[Position annotation data]
···

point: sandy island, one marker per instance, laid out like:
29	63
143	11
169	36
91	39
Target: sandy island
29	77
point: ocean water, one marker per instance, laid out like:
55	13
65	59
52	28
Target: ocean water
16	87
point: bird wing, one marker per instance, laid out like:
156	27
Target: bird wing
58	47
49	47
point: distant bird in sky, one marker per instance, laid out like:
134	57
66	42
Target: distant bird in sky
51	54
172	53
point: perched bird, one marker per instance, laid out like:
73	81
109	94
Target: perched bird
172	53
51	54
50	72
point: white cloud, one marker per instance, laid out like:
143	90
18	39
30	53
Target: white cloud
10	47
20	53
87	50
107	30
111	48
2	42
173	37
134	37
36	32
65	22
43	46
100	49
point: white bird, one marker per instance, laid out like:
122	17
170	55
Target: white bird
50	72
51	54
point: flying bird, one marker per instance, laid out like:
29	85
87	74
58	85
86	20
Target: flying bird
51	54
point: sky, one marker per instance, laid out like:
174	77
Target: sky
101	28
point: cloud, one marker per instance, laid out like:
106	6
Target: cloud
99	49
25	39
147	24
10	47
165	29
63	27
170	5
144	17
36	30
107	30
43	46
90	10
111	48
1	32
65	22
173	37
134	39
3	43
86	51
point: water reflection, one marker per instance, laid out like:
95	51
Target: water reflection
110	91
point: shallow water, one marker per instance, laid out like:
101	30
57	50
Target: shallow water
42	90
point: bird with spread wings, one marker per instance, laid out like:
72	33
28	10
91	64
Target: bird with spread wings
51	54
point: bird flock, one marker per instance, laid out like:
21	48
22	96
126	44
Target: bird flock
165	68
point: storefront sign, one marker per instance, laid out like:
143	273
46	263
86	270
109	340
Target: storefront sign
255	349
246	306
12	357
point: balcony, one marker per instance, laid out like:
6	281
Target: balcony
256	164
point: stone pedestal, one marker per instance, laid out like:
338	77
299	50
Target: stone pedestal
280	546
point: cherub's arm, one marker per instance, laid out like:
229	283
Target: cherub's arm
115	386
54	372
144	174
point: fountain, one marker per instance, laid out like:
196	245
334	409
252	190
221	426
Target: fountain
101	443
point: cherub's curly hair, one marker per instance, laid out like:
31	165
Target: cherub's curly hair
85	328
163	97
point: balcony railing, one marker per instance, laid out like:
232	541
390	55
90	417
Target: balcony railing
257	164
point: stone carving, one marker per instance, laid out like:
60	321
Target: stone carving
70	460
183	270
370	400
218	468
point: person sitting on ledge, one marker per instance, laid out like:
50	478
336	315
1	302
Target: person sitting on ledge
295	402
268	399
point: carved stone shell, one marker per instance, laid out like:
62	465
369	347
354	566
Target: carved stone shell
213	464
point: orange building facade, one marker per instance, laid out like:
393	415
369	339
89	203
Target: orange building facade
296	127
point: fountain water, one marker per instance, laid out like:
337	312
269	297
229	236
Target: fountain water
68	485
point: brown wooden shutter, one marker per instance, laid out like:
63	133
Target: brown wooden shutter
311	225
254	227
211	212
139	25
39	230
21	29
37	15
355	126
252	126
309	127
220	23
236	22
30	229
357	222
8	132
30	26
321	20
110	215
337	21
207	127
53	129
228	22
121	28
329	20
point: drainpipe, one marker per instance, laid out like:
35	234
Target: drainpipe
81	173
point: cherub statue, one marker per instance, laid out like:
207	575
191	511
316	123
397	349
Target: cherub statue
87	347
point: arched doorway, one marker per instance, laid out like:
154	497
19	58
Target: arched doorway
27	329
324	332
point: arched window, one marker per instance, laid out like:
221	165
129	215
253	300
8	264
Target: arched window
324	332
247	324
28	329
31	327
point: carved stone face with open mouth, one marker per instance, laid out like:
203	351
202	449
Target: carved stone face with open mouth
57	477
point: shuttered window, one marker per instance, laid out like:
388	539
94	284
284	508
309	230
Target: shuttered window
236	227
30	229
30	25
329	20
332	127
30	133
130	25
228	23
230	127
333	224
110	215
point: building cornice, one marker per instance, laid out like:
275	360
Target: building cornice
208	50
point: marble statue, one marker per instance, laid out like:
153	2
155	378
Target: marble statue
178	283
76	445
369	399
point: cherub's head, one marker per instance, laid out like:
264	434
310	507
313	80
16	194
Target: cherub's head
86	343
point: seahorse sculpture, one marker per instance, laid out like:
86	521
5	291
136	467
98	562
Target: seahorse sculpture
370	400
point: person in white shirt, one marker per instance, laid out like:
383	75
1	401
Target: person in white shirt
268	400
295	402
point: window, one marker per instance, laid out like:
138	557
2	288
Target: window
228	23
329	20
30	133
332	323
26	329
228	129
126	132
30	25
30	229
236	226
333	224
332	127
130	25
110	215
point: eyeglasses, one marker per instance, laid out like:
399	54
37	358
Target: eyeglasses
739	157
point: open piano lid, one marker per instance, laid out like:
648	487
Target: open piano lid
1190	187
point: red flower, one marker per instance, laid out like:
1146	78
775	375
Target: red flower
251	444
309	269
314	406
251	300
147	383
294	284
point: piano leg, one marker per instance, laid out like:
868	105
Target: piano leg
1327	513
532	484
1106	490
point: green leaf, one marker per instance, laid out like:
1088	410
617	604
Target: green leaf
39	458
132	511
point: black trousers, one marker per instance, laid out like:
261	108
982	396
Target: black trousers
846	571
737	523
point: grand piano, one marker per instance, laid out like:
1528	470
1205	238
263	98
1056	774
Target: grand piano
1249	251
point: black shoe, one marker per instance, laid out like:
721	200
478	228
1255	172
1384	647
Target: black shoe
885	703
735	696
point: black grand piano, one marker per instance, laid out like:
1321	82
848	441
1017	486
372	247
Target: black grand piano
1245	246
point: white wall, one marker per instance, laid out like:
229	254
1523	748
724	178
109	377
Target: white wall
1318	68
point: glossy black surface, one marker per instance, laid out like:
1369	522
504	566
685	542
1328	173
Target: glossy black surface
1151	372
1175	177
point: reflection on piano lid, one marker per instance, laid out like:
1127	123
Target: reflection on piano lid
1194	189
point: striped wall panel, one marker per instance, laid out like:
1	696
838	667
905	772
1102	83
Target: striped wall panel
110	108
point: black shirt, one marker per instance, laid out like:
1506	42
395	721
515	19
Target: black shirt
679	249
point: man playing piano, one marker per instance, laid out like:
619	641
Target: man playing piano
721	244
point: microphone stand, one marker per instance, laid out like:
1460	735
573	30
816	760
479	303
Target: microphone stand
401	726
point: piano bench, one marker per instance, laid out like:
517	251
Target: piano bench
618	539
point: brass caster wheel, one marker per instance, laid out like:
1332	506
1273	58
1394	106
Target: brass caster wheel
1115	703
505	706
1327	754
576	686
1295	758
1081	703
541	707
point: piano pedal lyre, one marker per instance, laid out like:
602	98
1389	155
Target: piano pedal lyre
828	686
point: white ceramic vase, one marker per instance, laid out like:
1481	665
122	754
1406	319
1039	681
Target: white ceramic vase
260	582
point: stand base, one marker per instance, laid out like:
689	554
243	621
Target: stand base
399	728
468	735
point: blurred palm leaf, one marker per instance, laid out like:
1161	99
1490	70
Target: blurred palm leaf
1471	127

···

■ WHAT THE EXERCISE ASKS:
Write out the data above again, putting "one marker per object" wherever "one marker per instance" appears and changing nothing else.

■ ANSWER TO THIS PROBLEM:
point: sandy island, one marker per object, laid out like:
29	63
143	11
169	36
91	39
Target: sandy island
29	77
point: ocean water, one marker per object, laid out like:
55	13
65	59
52	28
Target: ocean water
16	87
point: bird wing, one marker per object, laid out like:
156	27
Target: bird wing
58	47
49	47
point: distant bird in sky, one marker per object, laid out like:
134	57
66	42
Target: distant bird in sky
51	54
172	53
point: perched bird, one marker per object, laid out like:
73	81
109	94
Target: perched bird
172	53
51	54
50	72
point: white cloud, one marker per object, laid out like:
143	90
18	39
30	53
Target: white cloud
10	47
20	53
87	50
107	30
111	48
2	42
173	37
134	37
36	32
65	22
43	46
100	49
point: white bird, one marker per object, laid out like:
122	17
170	55
Target: white bird
50	72
51	54
point: flying bird, one marker per object, laid out like:
29	85
87	74
58	85
86	20
Target: flying bird
51	54
point: sky, one marker per object, laid out like:
174	77
Target: sky
101	28
point: cloud, one marker per object, laid out like:
106	6
Target: cloud
99	49
25	39
147	24
10	47
165	29
63	27
170	5
144	17
36	30
107	30
43	46
90	10
111	48
1	32
65	22
173	37
134	39
3	43
86	51
point: water reflection, one marker per object, laid out like:
95	51
Target: water reflection
110	91
point: shallow water, one marker per object, laid out like:
101	30
57	50
Target: shallow water
42	90
point: bird with spread wings, one marker per object, laid out like:
72	33
28	10
91	64
Target: bird with spread wings
51	54
point: bird flock, one marker per object, laid out like:
21	48
22	96
126	44
Target: bird flock
165	68
point: storefront sign, one marker per object, laid out like:
143	273
46	263
86	270
109	340
Target: storefront sign
255	349
246	306
12	357
point: balcony, one marker per object, laid out like:
6	281
Target: balcony
256	164
point: stone pedestal, one marker per object, laid out like:
338	77
299	50
Target: stone pedestal
280	546
point: cherub's arm, one marker per object, laid out like:
229	283
Target: cherub's arm
115	386
54	372
144	174
point: fountain, one marker per object, laid out like:
196	245
334	409
252	190
221	426
Target: fountain
101	443
point: cherub's curly hair, one marker per object, laid out like:
31	165
Target: cherub's curly hair
85	328
163	97
point: balcony railing, one marker per object, laid out like:
232	541
390	55
90	417
Target: balcony railing
257	164
point: stone carving, one marker per object, laid out like:
60	321
Target: stone carving
70	460
183	270
370	400
218	468
point: person sitting on ledge, one marker per object, laid out like:
50	478
336	315
1	302
Target: person sitting on ledge
295	402
268	399
point: carved stone shell, one marker per object, laid out like:
62	465
369	347
354	566
Target: carved stone shell
213	464
point: orange building facade, one marker per object, laid out like:
393	415
369	339
89	203
Target: orange building facade
296	127
point: fountain water, one marker per object, laid out like:
337	312
269	297
229	236
Target: fountain water
68	485
point: brown wooden shutter, one marker per object, laid out like:
63	133
Target: brown wooden shutter
311	225
254	227
211	212
139	25
39	230
21	29
37	15
355	126
252	126
309	127
220	23
236	22
30	229
357	222
8	132
30	26
321	20
110	215
337	21
207	127
53	129
228	22
121	28
329	20
point: drainpipe, one marker per object, laid out like:
35	234
Target: drainpipe
81	173
point: cherub statue, one marker per object, laid out like:
207	575
191	511
316	123
397	349
Target: cherub statue
87	347
point: arched doorway, one marker per object, laid out like:
154	497
19	58
Target: arched doorway
27	329
324	332
point: arched window, one marker per object, laid out like:
221	165
129	215
253	300
8	264
Target: arched window
324	332
247	324
28	329
31	327
point: carved stone face with open mouth, one marker per object, laid out like:
203	351
202	449
Target: carved stone face with open mouth
57	477
point: shuttered window, one marker per object, laid out like:
388	539
94	284
284	508
309	230
Target: shuttered window
236	227
30	229
30	25
329	20
332	127
30	133
130	25
228	23
230	127
333	224
110	215
point: building cornice, one marker per object, laid out like:
275	360
Target: building cornice
208	50
point: marble statue, one marker per object, laid out like:
153	2
155	378
Target: marble statue
178	283
76	445
369	399
point: cherub's head, one marker per object, laid out like:
264	434
310	507
313	80
16	194
Target: cherub's head
86	343
point: seahorse sculpture, one marker per object, laid out like:
86	521
5	291
136	467
98	562
Target: seahorse sculpture
370	400
point: person in white shirt, one marker per object, laid out like:
383	75
1	401
Target: person in white shirt
268	400
295	402
point: window, one marker per object, laid out like:
138	557
2	288
Target: window
228	23
329	20
30	133
332	323
26	329
228	129
126	132
30	25
30	229
236	226
333	224
332	127
130	25
110	215
point: eyeglasses, one marker per object, laid out like:
399	54
37	358
Target: eyeglasses
739	157
point: open piano lid, one marker per object, laid out like:
648	487
Target: open piano lid
1190	187
point: red flower, one marker per object, laid out like:
1146	78
775	375
Target: red flower
251	444
309	269
314	406
251	300
147	383
294	284
point: piano leg, one marker per object, laid out like:
868	105
Target: piano leg
1327	513
532	484
1106	490
point: green leaf, one marker per object, laid out like:
1088	410
617	604
Target: green leaf
39	458
132	511
point: black trousers, one marker per object, laid out like:
261	108
982	396
Target: black trousers
846	571
737	523
point: grand piano, one marker per object, laid out like:
1528	470
1205	238
263	98
1056	774
Target: grand piano
1249	251
point: black shoe, one marker per object, laid out like:
721	200
478	228
1255	172
1384	647
Target: black shoe
885	703
735	696
point: black grand piano, one marker per object, laid out like:
1321	82
848	441
1017	486
372	247
Target: black grand piano
1245	246
point: white wall, one marker per object, laid out like:
229	254
1523	748
724	178
109	377
Target: white wall
1318	68
point: glossy black surface, one marker per object, laid out like:
1369	522
504	566
685	542
1328	173
Target: glossy black surface
1151	372
1175	177
point: reflection on piano lid, one marker per object, laid out like:
1127	123
Target: reflection on piano lid
1194	189
point: striped wall panel, one marker per object, laid out like:
1	696
838	667
905	772
1102	83
Target: striped wall panel
110	108
point: black shirt, one marker per object, laid out like:
1506	42
395	721
515	19
Target: black shirt
679	249
point: man playing piano, one marker per object, laid out like:
619	641
Target: man playing piano
721	244
point: microphone stand, one marker per object, laid out like:
1460	735
573	30
816	760
479	303
Target: microphone stand
401	726
point: piano bench, one marker per object, laid out like:
517	251
Target: piano bench
618	539
point: brass caster wheel, one marker per object, laid out like:
1332	506
1273	58
1394	106
Target: brass caster wheel
1115	703
505	706
1327	754
576	686
1295	758
1081	703
541	707
point: piano pedal lyre, one marker per object, laid out like:
602	98
1389	155
Target: piano pedal lyre
828	686
point: white ceramic vase, one marker per object, laid out like:
1481	665
122	754
1406	319
1039	681
Target: white ceramic vase
260	582
point: stand base, one marker per object, laid out like:
689	554
243	621
Target: stand base
399	728
468	735
point: blurred palm leaf, one marker per object, laid out like:
1161	99
1490	70
Target: blurred palm leaf
1471	127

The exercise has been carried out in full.